<<<<

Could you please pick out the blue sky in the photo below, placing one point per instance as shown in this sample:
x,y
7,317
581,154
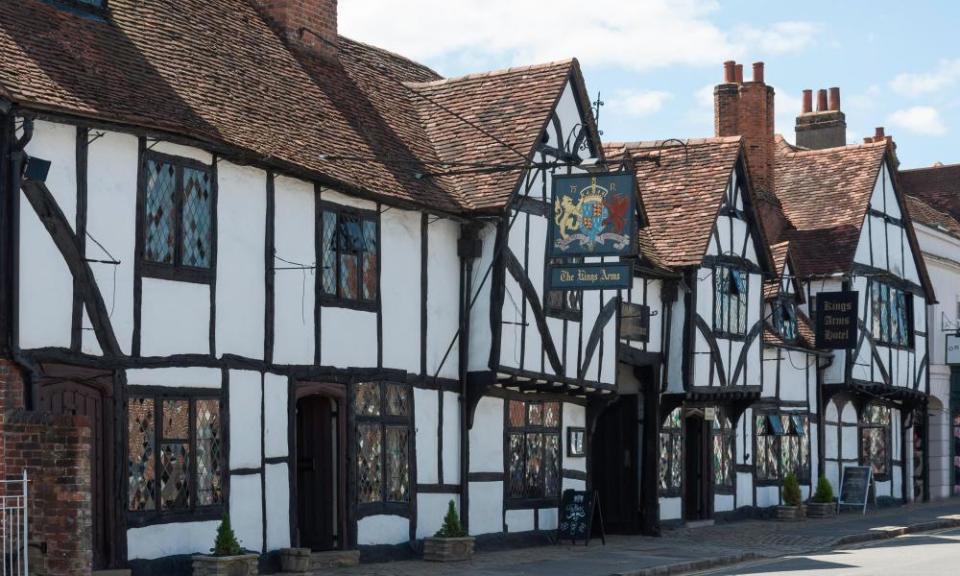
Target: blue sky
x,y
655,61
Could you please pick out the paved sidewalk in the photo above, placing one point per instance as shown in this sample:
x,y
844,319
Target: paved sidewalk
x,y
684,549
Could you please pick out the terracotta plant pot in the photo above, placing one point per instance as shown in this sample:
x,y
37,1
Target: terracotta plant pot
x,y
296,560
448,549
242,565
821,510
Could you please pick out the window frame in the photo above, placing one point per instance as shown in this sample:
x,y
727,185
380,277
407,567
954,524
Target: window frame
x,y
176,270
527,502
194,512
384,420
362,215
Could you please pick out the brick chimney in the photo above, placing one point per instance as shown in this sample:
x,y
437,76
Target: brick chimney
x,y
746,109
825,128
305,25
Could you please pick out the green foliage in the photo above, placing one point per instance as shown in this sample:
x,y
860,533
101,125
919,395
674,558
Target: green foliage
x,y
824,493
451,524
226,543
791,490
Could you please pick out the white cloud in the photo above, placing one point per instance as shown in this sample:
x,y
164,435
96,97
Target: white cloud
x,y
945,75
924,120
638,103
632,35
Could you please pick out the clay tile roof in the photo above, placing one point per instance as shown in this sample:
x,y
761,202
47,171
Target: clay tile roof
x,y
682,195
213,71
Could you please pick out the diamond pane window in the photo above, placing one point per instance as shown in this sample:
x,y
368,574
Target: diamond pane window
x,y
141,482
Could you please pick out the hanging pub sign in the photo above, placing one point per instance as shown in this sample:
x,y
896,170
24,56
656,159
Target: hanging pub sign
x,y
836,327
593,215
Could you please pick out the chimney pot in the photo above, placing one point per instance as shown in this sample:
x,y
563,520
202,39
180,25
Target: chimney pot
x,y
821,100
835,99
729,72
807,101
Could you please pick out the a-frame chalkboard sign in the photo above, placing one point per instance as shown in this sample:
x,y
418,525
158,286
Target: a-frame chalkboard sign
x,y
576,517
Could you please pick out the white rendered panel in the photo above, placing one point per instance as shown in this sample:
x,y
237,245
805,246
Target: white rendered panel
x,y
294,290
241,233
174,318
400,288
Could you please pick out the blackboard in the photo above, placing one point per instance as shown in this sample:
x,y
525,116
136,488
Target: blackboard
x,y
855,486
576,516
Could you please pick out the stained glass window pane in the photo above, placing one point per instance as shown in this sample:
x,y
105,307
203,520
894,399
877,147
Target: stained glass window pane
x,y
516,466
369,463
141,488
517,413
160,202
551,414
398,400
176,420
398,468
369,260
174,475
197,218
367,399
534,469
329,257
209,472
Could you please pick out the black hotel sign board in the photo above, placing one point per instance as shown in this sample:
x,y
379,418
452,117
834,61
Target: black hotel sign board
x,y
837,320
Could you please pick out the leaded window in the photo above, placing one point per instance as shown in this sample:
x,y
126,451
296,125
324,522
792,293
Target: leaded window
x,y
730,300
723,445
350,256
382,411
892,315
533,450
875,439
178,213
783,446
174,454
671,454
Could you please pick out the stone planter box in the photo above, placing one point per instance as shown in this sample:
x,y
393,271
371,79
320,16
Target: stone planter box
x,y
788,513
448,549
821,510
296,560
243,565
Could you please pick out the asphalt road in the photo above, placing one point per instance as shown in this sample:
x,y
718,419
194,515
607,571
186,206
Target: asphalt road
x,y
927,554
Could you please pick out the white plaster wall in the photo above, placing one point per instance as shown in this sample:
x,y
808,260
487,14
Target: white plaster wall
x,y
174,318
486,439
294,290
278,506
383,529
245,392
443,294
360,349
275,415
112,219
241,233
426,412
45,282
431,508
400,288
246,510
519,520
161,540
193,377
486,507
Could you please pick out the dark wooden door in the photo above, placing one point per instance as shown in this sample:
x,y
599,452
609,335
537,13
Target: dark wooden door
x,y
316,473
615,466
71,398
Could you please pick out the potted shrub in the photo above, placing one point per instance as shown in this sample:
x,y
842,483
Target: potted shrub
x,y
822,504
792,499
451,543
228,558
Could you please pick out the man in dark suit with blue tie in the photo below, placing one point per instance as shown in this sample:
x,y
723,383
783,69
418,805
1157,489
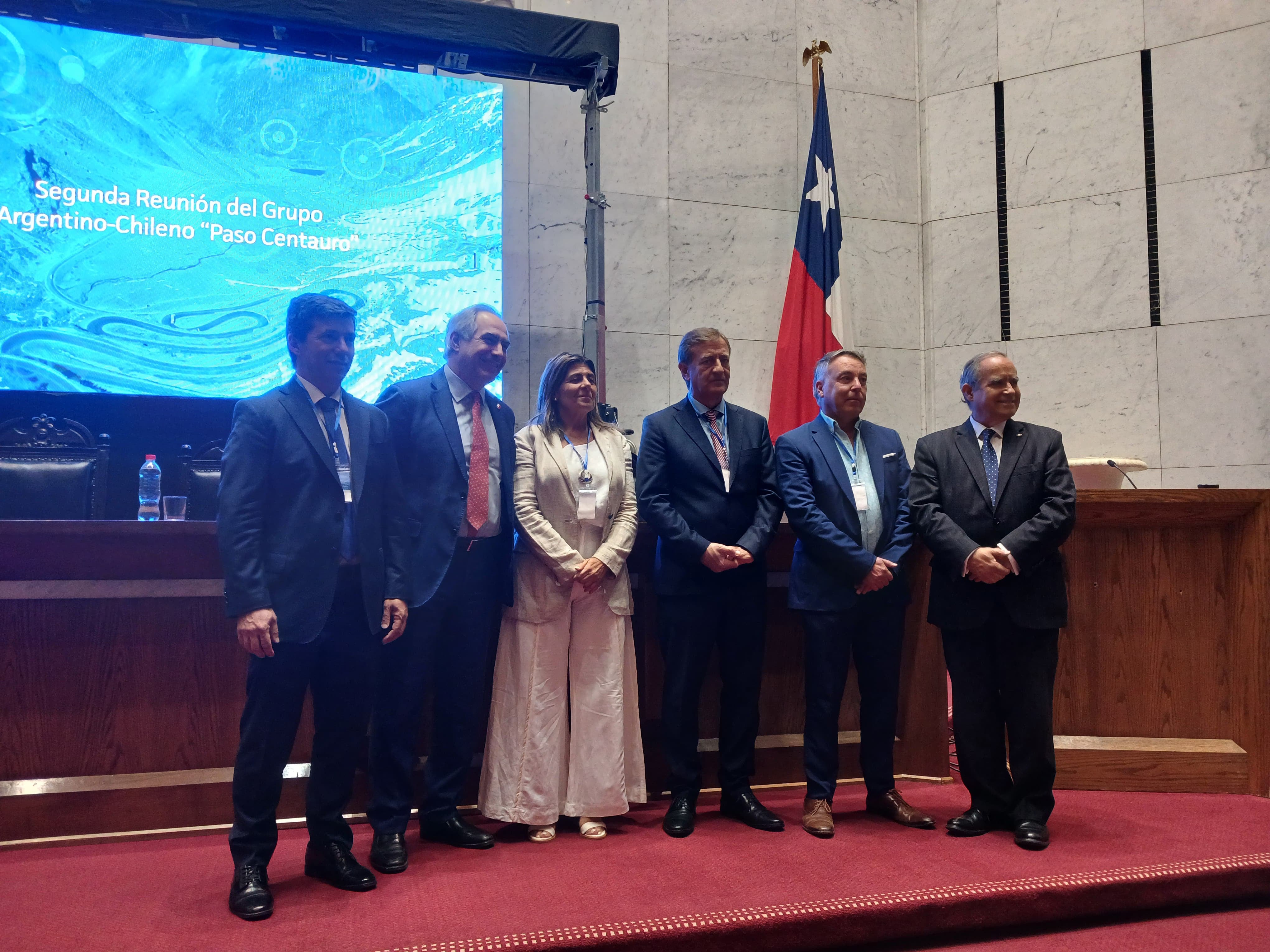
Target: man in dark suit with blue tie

>>>>

Requirements -
Pictures in the records above are left out; print everything else exactly as written.

Output -
Could you please pick out the blue sky in the photo below, placing one point per instance as shown in this sample:
x,y
7,317
581,154
Target: blue sky
x,y
655,61
Could you please pick out the paved sidewalk in the photo above, placing one point per instance as shown in this sample:
x,y
844,319
Target: paved sidewalk
x,y
684,549
Could you please pick out the terracotta plant pot in the photo above, placing one point per instance as shown in this sample:
x,y
37,1
Target: terracotta plant pot
x,y
296,560
448,549
242,565
821,510
Could you please pick out the window frame in the photo above, placing one point per instance as shown in this sample:
x,y
727,185
380,277
407,567
954,524
Target: window frame
x,y
176,270
527,502
194,512
384,420
362,215
Could you please pick out the brick chimney in the photo above, placing one point per instance as shown in this sample:
x,y
437,76
Target: brick chimney
x,y
746,109
825,128
305,25
Could you please pick out the green foliage in the photo above, placing one point per instance as shown in this sample:
x,y
860,533
101,125
919,395
674,558
Target: green foliage
x,y
824,493
451,524
226,543
791,490
Could you please pick out the white cloud in the photo above, placing one point per instance as shown in this sample:
x,y
164,435
96,97
Target: white cloud
x,y
945,75
924,120
638,103
632,35
Could you please pick out the clay tile roof in the photo above, placing one point per instance as shown in this sample:
x,y
761,202
47,171
Target: clay tile roof
x,y
682,195
213,71
Could you please pick out the diamond pane window in the photo above, placing one point per instance as shown in this sample:
x,y
368,574
Target: diamond pane window
x,y
141,482
Could you please pick out the hanging pub sign in the photo above, placing one point per instance as shown in this sample:
x,y
896,170
24,56
656,159
Target: hanging pub sign
x,y
836,327
593,215
Could you please pick out the chimney pot in the photo above, placing one point per instance as shown in this sample:
x,y
563,520
202,39
180,25
Target: chimney pot
x,y
821,100
835,99
729,72
807,101
Could you please pick out the a-frame chalkboard sign in the photo above, placing one point per instance as shown in this sample:
x,y
418,525
158,286
Target: a-frame chalkboard sign
x,y
576,517
Could you please pick out the white rendered panel in the photo above, placing one point per instance as shown in this sample:
x,y
237,245
805,246
Target: white rendered panel
x,y
294,290
241,233
174,318
400,288
Could you please pick out the blackboard in the photo above, placing one point per instance as shown in this sample:
x,y
525,116
136,488
Target: blackboard
x,y
855,486
576,516
Could you please pick out the stained glass window pane in the photo above, placing one point per instance as shown in this sample:
x,y
105,307
203,520
894,399
877,147
Target: stained glass window pane
x,y
516,466
369,463
141,488
517,413
160,202
551,414
398,400
176,420
398,468
369,260
174,475
197,218
367,399
534,469
329,257
209,472
Could you please pick out the black hotel sign board in the photo above, placing one point per instance as shown in this sample:
x,y
379,418
452,117
834,61
Target: black hotel sign board
x,y
837,320
Could you please pick out the leaded window in the photo above, placing one point per instance as shown in this sample:
x,y
126,451
296,125
324,522
792,293
Target: leaded window
x,y
730,300
723,445
350,256
382,411
892,315
533,450
875,439
178,213
783,446
174,454
671,454
Could you please pick out the stone planter box in the photo above, placing one point per instance as shown in this sample:
x,y
393,271
371,79
320,16
Target: stone planter box
x,y
788,513
448,549
821,510
296,560
243,565
Could you please pick out the asphalt road in the photo above, placing one point per instance as shown in this sample:
x,y
718,419
194,515
607,571
186,206
Target: asphalt road
x,y
927,554
Could you please pick out the white plaster wall in the photo above, placing one point per instance as shown in this sample:
x,y
808,260
487,14
Target: white plaster wall
x,y
174,318
486,439
294,290
278,506
383,529
245,392
443,294
360,349
275,415
112,219
241,233
426,412
45,282
431,508
400,288
246,510
519,520
161,540
193,377
486,507
Could you please pick out the dark wooden door in the photo above, placing one point per instance as shown in this sample:
x,y
599,452
609,335
537,13
Target: dark wooden door
x,y
316,473
615,466
71,398
Could you please pick out the potted shrub in the photo above, placing one point per instance as shown in this sample:
x,y
842,483
Target: potted shrub
x,y
822,504
792,499
451,543
228,558
Could you please pick out the man in dark suit with blue tie in the photo below, placing one point per instance as shown in this sample:
x,y
723,383
783,69
418,805
1157,489
Target: man in dark suit with blue tie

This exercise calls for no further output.